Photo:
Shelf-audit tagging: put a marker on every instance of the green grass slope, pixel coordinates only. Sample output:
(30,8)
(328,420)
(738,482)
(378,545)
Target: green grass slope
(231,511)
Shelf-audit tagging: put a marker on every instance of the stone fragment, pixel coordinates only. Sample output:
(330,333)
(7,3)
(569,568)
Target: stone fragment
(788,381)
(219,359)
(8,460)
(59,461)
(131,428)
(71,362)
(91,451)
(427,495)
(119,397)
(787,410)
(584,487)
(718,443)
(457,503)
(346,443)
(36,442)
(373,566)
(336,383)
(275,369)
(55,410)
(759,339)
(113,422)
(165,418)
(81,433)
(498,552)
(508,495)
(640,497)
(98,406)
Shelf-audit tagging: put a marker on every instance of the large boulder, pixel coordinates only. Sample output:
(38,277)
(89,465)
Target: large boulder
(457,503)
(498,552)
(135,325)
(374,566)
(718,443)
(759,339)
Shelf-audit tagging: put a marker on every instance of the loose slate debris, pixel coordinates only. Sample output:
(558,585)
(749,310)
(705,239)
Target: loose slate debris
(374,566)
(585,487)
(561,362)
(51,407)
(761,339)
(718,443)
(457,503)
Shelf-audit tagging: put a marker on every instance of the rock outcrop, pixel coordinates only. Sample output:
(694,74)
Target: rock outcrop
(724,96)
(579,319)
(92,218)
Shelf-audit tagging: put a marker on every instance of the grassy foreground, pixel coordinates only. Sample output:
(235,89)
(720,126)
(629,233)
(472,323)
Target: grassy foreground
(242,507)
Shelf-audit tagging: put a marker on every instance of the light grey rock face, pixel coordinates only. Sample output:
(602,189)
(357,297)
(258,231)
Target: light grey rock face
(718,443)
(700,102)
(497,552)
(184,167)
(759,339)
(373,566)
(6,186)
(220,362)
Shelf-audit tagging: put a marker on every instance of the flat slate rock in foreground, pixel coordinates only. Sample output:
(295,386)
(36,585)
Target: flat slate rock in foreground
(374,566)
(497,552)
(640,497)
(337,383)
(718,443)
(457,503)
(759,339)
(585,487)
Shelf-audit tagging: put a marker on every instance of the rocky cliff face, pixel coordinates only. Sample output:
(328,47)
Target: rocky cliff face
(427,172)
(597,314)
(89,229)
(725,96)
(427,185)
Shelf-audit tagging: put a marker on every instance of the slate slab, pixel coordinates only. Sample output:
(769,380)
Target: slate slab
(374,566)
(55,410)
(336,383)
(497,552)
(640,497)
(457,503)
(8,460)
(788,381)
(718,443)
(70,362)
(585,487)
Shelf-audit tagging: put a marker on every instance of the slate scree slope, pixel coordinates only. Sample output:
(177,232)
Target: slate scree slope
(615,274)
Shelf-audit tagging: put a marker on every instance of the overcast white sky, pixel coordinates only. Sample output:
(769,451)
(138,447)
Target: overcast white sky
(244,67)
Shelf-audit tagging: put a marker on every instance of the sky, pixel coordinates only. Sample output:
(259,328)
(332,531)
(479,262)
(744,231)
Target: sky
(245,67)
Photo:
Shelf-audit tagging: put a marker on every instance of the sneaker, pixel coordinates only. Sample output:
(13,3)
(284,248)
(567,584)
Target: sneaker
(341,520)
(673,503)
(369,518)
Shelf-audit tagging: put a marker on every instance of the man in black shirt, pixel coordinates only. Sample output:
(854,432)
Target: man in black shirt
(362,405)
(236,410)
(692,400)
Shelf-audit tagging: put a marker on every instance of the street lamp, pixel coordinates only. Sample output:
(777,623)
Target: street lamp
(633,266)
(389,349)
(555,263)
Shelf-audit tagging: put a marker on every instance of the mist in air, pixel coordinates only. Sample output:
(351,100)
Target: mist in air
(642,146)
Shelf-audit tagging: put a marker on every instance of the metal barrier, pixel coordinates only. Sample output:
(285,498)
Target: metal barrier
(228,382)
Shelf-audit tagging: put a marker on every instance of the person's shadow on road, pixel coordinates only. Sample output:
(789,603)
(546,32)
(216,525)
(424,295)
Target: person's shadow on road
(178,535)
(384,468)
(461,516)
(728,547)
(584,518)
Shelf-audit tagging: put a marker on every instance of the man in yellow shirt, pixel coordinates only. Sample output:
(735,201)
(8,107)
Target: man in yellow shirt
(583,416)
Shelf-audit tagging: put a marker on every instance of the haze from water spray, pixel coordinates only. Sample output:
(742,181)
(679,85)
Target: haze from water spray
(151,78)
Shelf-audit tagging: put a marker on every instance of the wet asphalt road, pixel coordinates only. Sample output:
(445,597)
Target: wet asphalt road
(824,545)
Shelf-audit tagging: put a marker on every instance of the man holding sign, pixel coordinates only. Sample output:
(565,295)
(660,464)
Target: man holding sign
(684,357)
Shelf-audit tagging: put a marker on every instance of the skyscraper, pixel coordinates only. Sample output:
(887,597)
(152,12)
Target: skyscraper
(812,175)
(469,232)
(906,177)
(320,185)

___

Copy out all of the data exactly, leaving nothing out.

THE ANSWER ->
Photo:
Shelf-audit tagging: put a marker on every instance of the green grass slope, pixel coordinates only. Sample output:
(30,8)
(328,420)
(738,482)
(378,545)
Target: green grass slope
(231,511)
Shelf-audit tagging: put a marker on every instance of the stone fragment, pixel coordinates only. Sample output:
(330,333)
(7,3)
(569,568)
Target: stone fragment
(788,381)
(219,359)
(8,460)
(59,461)
(131,428)
(71,362)
(91,451)
(427,495)
(119,397)
(787,410)
(584,487)
(718,443)
(457,503)
(346,443)
(36,442)
(373,566)
(336,383)
(275,369)
(55,410)
(759,339)
(113,422)
(165,418)
(81,433)
(498,552)
(508,495)
(640,497)
(98,406)
Shelf-audit tagging: put a marker on every instance of the large boulder, pixel coordinates only. Sample output:
(38,277)
(89,465)
Target: large boulder
(457,503)
(498,552)
(135,325)
(374,566)
(718,443)
(759,339)
Shelf-audit tagging: put a marker on every instance of the loose slate debris, pixel coordinates only. Sample output:
(558,585)
(749,310)
(705,239)
Target: loose slate debris
(374,566)
(585,487)
(561,362)
(51,407)
(761,339)
(718,443)
(457,503)
Shelf-audit tagging: put a marker on every instance of the rock outcrop, pixel coordinates only. Sample output:
(694,74)
Target: rock outcrop
(724,96)
(579,319)
(92,218)
Shelf-audit tagging: put a marker on every instance of the grassy foreground, pixel coordinates only. Sample output:
(235,89)
(720,126)
(629,233)
(472,323)
Target: grassy foreground
(242,507)
Shelf-audit tagging: put a marker on every instance of the light grey rock face, pixel coordinates only. Sample output:
(602,189)
(357,297)
(258,231)
Target: light grey rock face
(718,443)
(700,102)
(497,552)
(184,167)
(759,339)
(373,566)
(6,186)
(220,362)
Shelf-audit tagging: put a marker on every instance of the flat slate rock in foreground, pixel coordinates only. Sample output:
(295,386)
(36,585)
Target: flat slate rock in foreground
(374,566)
(497,552)
(640,497)
(337,383)
(718,443)
(457,503)
(759,339)
(585,487)
Shelf-audit tagging: put a marker on every instance of the rocky cliff face, pixel coordinates only. Sample output:
(328,47)
Target: rocky cliff face
(427,172)
(597,314)
(89,229)
(725,96)
(427,185)
Shelf-audit tagging: put a marker on every instance of the slate slab, pixel coordinates only. Sample output:
(769,380)
Target: slate slab
(374,566)
(55,410)
(336,383)
(497,552)
(640,497)
(457,503)
(8,460)
(788,381)
(718,443)
(70,362)
(585,487)
Shelf-audit tagging: put a marker on every instance of the slate scree slope, pixel coordinates only. Sample output:
(177,232)
Target: slate scree slope
(615,274)
Shelf-audit tagging: put a marker on every instance of the overcast white sky, pixel coordinates only. Sample output:
(769,451)
(138,447)
Target: overcast white sky
(244,67)
Shelf-audit tagging: put a marker on every instance of the sky, pixel coordinates only. Sample output:
(259,328)
(332,531)
(479,262)
(744,231)
Target: sky
(245,67)
Photo:
Shelf-audit tagging: put a marker on every instance of the sneaker, pixel coordinates only. Sample output:
(13,3)
(284,248)
(567,584)
Target: sneaker
(341,520)
(673,503)
(369,518)
Shelf-audit tagging: put a marker on every instance of the man in black shirt, pixel coordinates only. Sample output:
(854,432)
Target: man in black shirt
(362,405)
(236,410)
(692,400)
Shelf-audit tagging: put a marker on every instance of the street lamp, pixel coordinates only. Sample output:
(777,623)
Target: street lamp
(633,266)
(389,349)
(555,263)
Shelf-audit tagging: put a marker on every instance of the mist in air, pixel coordinates only. Sample output:
(351,100)
Target: mist in air
(642,146)
Shelf-audit tagging: put a marker on every instance of the metal barrier, pixel coordinates only. Sample output:
(285,498)
Target: metal barrier
(228,382)
Shelf-audit tagging: put a marker on every instance of the person's shadow on road, pixel coordinates only. Sample output:
(789,603)
(546,32)
(216,525)
(424,295)
Target: person's shadow on road
(178,535)
(384,468)
(461,516)
(728,547)
(584,518)
Shelf-audit tagging: put a marker on every instance of the man in yellow shirt, pixel coordinates only. Sample output:
(735,201)
(8,107)
Target: man in yellow shirt
(583,416)
Shelf-audit tagging: put a marker on every instance of the haze from water spray, pixel coordinates only. Sample output:
(742,181)
(679,85)
Target: haze from water spray
(151,78)
Shelf-audit tagging: put a marker on every instance of the wet asphalt road, pixel coordinates only. Sample output:
(445,597)
Target: wet asphalt road
(824,545)
Shelf-audit tagging: put a marker on every instance of the man holding sign, pixel coordinates only. Sample output:
(565,295)
(660,464)
Target: man holding sign
(684,357)
Shelf-audit tagging: put a marker on every instance of the skyscraper, pixel coordinates only. Sample output:
(887,597)
(152,12)
Target: skyscraper
(812,175)
(469,232)
(906,177)
(320,185)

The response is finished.